Box annotations for photos:
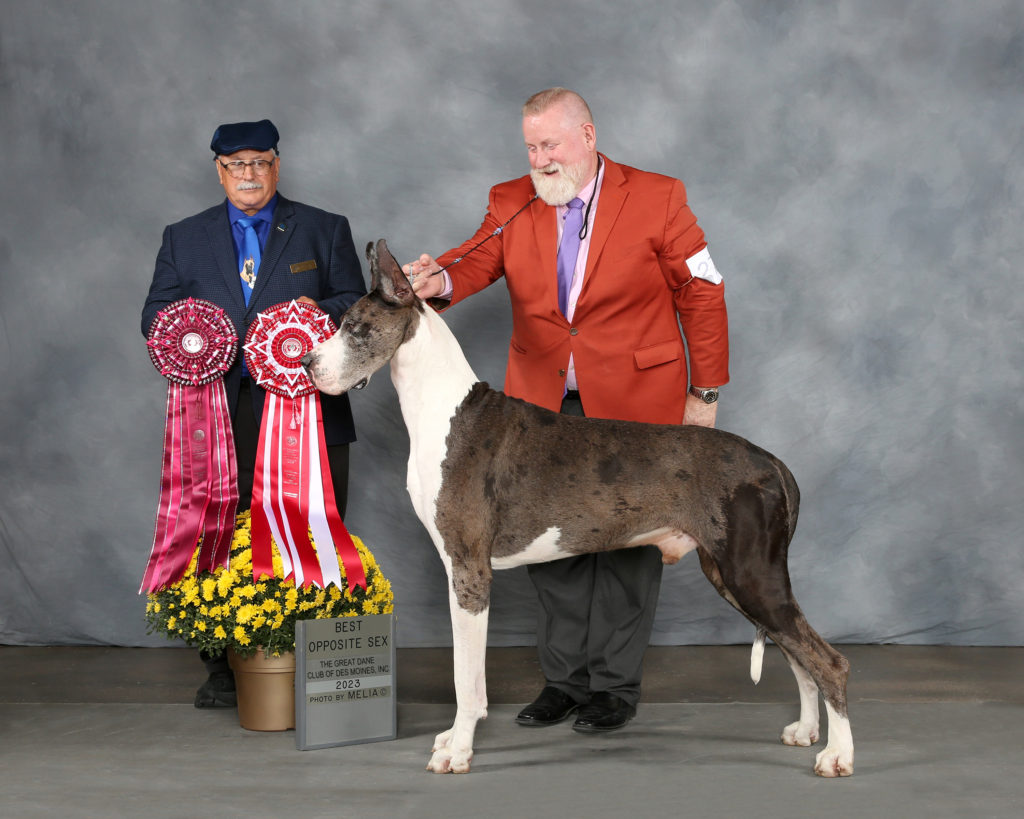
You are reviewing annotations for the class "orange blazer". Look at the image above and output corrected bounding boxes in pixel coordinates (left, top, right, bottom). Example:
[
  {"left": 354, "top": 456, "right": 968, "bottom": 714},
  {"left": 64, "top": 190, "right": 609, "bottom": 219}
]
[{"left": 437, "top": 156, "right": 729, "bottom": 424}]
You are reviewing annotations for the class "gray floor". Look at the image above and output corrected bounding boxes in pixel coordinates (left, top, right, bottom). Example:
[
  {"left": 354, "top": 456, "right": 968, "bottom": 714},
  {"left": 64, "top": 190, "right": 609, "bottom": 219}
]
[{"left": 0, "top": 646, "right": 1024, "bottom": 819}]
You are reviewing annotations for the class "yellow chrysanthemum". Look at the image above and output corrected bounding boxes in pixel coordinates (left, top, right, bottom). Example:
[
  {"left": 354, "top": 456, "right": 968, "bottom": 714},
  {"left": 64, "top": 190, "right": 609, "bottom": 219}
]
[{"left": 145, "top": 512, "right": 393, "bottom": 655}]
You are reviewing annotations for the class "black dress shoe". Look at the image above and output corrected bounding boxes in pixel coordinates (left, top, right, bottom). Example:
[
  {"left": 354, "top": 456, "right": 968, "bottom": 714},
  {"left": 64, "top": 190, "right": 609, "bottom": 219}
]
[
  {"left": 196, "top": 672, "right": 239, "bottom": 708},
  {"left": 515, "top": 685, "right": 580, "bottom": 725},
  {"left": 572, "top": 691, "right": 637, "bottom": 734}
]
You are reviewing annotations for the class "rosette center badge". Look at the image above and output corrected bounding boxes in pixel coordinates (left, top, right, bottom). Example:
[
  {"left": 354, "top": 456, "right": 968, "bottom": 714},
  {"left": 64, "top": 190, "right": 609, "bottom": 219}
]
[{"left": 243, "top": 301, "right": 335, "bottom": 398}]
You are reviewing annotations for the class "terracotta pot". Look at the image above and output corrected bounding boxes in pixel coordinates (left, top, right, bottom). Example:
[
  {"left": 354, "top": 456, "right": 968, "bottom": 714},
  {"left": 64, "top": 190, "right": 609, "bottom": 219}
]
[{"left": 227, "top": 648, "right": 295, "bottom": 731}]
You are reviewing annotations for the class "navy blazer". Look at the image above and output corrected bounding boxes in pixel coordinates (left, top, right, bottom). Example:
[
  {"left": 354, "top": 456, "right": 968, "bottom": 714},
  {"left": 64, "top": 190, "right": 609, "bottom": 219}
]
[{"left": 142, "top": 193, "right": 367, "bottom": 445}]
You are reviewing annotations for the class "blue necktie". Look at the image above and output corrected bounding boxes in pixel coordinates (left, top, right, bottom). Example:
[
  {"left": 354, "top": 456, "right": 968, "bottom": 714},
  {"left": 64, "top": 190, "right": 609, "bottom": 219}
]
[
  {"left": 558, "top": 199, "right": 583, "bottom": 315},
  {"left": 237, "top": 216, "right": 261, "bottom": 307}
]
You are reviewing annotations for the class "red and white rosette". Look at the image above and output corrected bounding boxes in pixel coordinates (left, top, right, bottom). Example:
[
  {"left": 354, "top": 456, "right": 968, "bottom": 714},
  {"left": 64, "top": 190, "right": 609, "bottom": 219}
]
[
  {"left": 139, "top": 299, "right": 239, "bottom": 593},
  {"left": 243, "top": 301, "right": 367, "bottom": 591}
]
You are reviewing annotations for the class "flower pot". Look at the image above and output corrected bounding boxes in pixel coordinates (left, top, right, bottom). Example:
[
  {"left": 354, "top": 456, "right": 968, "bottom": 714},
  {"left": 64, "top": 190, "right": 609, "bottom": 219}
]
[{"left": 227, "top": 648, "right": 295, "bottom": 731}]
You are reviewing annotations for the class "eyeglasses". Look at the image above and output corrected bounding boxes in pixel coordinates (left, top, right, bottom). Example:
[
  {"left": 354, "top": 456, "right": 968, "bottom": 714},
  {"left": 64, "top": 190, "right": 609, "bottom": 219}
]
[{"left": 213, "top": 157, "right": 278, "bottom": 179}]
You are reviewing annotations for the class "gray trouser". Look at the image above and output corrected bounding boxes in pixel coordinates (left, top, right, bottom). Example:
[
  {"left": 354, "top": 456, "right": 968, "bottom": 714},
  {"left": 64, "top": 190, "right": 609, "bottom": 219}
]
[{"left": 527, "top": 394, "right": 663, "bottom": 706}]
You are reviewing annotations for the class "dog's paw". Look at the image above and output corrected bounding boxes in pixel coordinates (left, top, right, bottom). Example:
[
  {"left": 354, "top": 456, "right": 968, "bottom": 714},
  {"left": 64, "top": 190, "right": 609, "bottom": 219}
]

Work to do: Select every line of the items that contains the word "gray" and copy each such line.

Answer to the exercise:
You are reviewing annotations for the class "gray floor". Look at the image above and output corrected bounding boxes in pixel coordinates (left, top, right, bottom). Example:
You are reviewing annotations for the class "gray trouser". Look at the image above and output corrected bounding boxes in pixel coordinates (left, top, right, bottom). Example:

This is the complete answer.